- What you will do -
Find every line in the items below that contains the string "buoy", and copy each such line in full. Matching is case-sensitive.

===== Given entries

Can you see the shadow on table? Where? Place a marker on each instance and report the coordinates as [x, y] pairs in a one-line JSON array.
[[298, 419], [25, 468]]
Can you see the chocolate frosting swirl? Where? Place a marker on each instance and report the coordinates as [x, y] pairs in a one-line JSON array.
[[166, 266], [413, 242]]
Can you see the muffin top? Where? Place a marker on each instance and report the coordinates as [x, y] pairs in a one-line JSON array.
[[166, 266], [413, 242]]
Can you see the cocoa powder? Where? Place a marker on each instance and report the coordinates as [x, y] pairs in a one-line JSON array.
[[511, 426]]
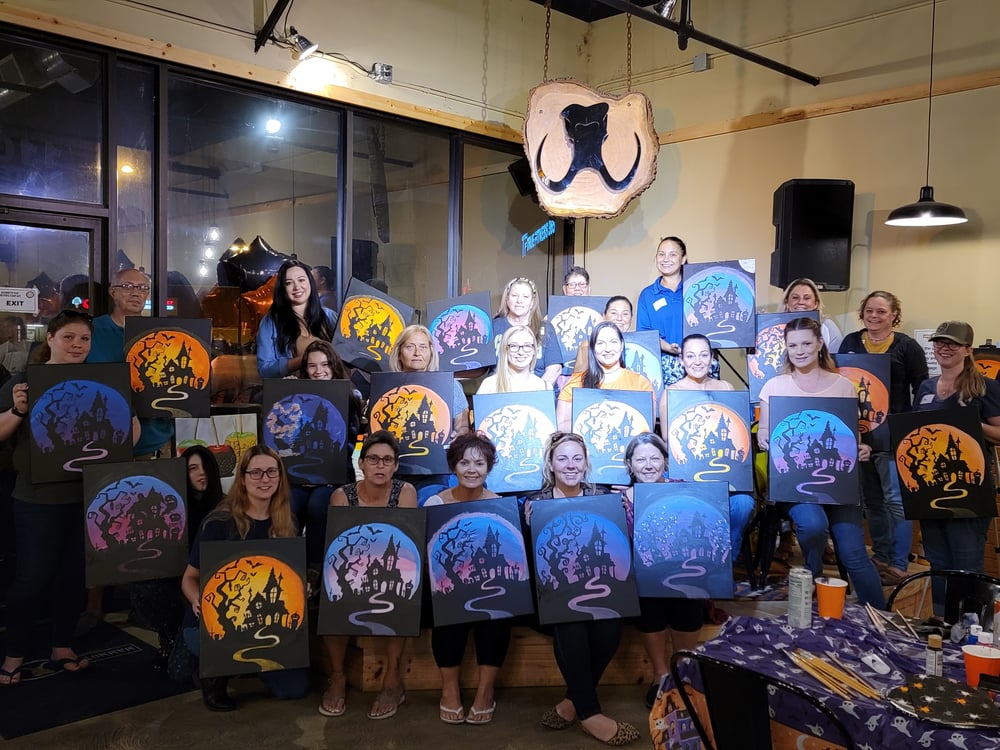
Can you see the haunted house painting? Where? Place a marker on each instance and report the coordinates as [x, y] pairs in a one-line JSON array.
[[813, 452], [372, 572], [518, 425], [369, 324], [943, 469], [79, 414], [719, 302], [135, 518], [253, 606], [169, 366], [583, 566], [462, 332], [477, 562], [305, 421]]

==========
===== Given entries

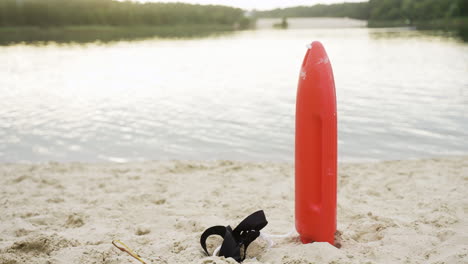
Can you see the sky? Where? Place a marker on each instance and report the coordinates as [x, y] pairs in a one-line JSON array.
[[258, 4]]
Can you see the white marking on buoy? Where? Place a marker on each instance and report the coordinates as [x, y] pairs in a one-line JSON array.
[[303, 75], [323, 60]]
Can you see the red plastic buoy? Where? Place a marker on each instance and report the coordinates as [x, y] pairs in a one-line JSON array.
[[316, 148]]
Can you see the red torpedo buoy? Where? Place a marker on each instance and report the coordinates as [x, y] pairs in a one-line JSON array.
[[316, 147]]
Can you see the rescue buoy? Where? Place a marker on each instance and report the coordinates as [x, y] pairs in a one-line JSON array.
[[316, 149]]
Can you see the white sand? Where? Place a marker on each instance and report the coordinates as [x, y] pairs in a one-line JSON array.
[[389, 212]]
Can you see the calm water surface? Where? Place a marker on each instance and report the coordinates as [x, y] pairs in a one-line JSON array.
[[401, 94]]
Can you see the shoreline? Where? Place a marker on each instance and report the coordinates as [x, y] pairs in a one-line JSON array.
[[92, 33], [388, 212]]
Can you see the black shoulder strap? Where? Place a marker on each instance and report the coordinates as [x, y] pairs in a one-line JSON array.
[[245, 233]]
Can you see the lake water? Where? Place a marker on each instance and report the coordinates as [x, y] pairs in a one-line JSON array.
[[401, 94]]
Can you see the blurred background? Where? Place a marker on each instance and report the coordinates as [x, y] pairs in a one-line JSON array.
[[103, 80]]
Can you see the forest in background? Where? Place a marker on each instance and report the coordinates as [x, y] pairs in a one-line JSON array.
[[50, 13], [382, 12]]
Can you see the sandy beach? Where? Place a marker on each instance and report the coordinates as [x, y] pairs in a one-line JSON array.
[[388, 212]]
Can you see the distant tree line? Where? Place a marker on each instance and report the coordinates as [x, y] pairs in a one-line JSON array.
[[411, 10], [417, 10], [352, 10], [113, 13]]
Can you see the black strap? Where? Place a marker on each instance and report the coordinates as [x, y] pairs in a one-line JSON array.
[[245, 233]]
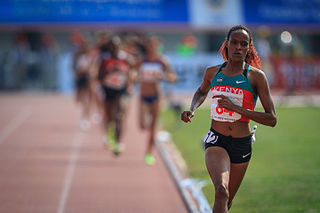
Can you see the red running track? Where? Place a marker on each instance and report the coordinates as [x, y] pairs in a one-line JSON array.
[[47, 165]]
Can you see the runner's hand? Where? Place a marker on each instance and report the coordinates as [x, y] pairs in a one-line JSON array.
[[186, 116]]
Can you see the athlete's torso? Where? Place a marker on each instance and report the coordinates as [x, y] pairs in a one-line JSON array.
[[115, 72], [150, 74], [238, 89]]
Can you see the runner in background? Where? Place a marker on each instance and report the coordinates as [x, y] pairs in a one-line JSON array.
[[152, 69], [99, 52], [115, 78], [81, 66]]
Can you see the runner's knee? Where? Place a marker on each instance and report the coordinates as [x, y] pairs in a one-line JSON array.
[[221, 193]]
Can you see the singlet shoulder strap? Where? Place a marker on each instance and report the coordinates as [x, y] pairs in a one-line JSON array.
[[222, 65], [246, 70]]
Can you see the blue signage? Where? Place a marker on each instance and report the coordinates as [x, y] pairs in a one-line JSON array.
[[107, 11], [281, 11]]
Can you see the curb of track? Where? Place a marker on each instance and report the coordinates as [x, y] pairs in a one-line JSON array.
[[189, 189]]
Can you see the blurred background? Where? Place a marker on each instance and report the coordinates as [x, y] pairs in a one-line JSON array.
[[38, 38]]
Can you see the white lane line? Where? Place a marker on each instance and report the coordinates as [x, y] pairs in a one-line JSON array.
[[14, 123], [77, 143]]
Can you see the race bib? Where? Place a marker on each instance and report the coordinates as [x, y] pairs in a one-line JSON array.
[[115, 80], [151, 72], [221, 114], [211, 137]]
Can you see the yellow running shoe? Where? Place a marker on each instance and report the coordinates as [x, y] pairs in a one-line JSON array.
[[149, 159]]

==========

- Exercise output -
Can you see the white marking on buoy? Where? Place a marker on each instance and report the coordinates as [x, y] pairs in a one-line JSON array.
Can you see the red plastic buoy? Where? Place a marker on each instance and report the coordinates as [x, y] pairs in a one-line JSON array.
Can you see the red torpedo buoy? Where? Place a marker on each instance and report the coordinates as [x, y] pairs in a one-line JSON array.
Can you see the rescue buoy? Where? Place a marker on each instance and report the coordinates as [x, y] pairs in a one-line JSON array.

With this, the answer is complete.